● **Text shown**
● ● ● ● ● ● ●

What I’m getting at here is that there was a time when success wasn’t a given. We had to dig in and earn it. We had to accept that some years things would go wrong and we wouldn’t win anything. I’m pleased to say that the past 25 years have seen Celtic experience a degree of success to match any period in our history.  Since the year 2000, Celtic has won 19 league titles, 12 Scottish cups and 12 league cups. The one constant in the good times and the bad was the Celtic support. To paraphrase Tommy Burns, ‘they were there and they’ll always be there.’ We have prided ourselves on being the ‘12th man’ who drove Celtic on and provided an atmosphere which was praised throughout Europe. That reputation is crumbling before our eyes.

As one Celt said to me, ‘we are eating ourselves from the inside out.’ He has a point. Yes, the board has overseen a drastic reduction in the quality of the side over the past couple of years. That is unforgivable given that they sit on a huge pile of fans' money like Smaug the dragon in the Hobbit. The last transfer window was an epic failure as they seemed to put all their eggs into one basket with their pursuit of Kacper Dolberg who strung them along before joining Ajax in the last few days of the window. That led to the frantic last-minute scramble at Celtic to get players in. The fans are right to be upset about these issues and are perfectly within their rights to protest, provided it stays within safe and reasonable limits. We all want the best for Celtic and failure to build on a position of strength is a recurring theme in the club’s history.

● ● ● ● ● ● ●

● **Given entries**
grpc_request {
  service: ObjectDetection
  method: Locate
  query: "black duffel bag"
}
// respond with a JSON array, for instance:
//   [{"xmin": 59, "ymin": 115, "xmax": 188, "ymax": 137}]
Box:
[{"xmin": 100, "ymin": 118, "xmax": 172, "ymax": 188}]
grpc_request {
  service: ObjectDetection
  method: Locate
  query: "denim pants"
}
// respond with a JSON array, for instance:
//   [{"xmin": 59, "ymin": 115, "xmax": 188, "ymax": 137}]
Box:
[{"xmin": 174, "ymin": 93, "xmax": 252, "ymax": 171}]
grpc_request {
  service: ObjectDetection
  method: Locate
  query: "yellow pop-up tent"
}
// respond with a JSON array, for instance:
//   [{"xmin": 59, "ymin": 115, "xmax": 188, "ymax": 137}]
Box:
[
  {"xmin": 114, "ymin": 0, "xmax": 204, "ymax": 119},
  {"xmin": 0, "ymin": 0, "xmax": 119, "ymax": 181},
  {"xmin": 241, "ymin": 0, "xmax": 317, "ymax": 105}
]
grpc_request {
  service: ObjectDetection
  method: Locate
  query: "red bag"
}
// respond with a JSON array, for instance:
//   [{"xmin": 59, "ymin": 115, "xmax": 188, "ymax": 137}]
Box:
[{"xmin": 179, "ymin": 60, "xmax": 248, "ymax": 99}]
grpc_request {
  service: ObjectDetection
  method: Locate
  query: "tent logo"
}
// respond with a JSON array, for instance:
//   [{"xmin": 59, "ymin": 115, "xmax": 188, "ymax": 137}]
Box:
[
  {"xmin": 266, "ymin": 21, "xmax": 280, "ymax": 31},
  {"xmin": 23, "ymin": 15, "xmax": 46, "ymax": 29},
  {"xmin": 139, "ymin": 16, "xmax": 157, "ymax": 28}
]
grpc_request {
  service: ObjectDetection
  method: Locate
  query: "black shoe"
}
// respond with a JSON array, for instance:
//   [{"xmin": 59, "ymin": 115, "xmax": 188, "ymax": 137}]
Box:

● ● ● ● ● ● ●

● **Written exercise**
Could you print the passage about Celtic and its supporters, shown above, word for word in full?

● **Exercise answer**
What I’m getting at here is that there was a time when success wasn’t a given. We had to dig in and earn it. We had to accept that some years things would go wrong and we wouldn’t win anything. I’m pleased to say that the past 25 years have seen Celtic experience a degree of success to match any period in our history.  Since the year 2000, Celtic has won 19 league titles, 12 Scottish cups and 12 league cups. The one constant in the good times and the bad was the Celtic support. To paraphrase Tommy Burns, ‘they were there and they’ll always be there.’ We have prided ourselves on being the ‘12th man’ who drove Celtic on and provided an atmosphere which was praised throughout Europe. That reputation is crumbling before our eyes.

As one Celt said to me, ‘we are eating ourselves from the inside out.’ He has a point. Yes, the board has overseen a drastic reduction in the quality of the side over the past couple of years. That is unforgivable given that they sit on a huge pile of fans' money like Smaug the dragon in the Hobbit. The last transfer window was an epic failure as they seemed to put all their eggs into one basket with their pursuit of Kacper Dolberg who strung them along before joining Ajax in the last few days of the window. That led to the frantic last-minute scramble at Celtic to get players in. The fans are right to be upset about these issues and are perfectly within their rights to protest, provided it stays within safe and reasonable limits. We all want the best for Celtic and failure to build on a position of strength is a recurring theme in the club’s history.